Tiqqun, el Comité Invisible y el comunismo como práctica del vivir juntos y de la transformación de lo sensible.

 

En enero de 2001, un año que desde Nueva York hasta Buenos Aires se volvería tan significativo para el espectáculo global, decenas de organizaciones no gubernamentales que preferían que se las nombrara como “movimientos sociales” lanzaban en Porto Alegre, al sur de Brasil, un eslógan voluntarista: “Otro mundo es posible”.

El objetivo declarado de aquel encuentro, denominado Foro Social Mundial (FSM), era poner en cuestión las políticas neoliberales que habían dominado la década de los noventa y encontrarles alternativas. El FSM se proponía como contracara del Foro Económico Mundial que desde 1987 se realiza anualmente en Davos; así, le reconocía a este último entidad y potestad y aceptaba la globalización transnacional como hecho inevitable, salvo en su desprecio depredador por la vida y la cultura humanas.

Los primeros documentos del FSM evitaban cuidadosamente las aguas de la radicalidad política; se declaraban no en contra del capital, sino “de la hegemonía del capital”, en la creencia de que era posible reconducir o terminar con su voluntad de dominio y explotación infinita de todo lo disponible mediante la mera enunciación de principios humanistas, la promoción de regulaciones, la asistencia a marchas y “contracumbres” y la petición firme de cambio a las fuerzas de control efectivo del mundo, sin declararles la guerra total.
+===+
Según el fragmento, ¿qué eslogan lanzaron en Porto Alegre, en enero de 2001, las organizaciones reunidas allí?

LÍNEAS DE DATOS =>
+===+
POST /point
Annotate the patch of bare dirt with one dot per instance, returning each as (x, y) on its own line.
+===+
RESPUESTA DEL EJERCICIO =>
“Otro mundo es posible”.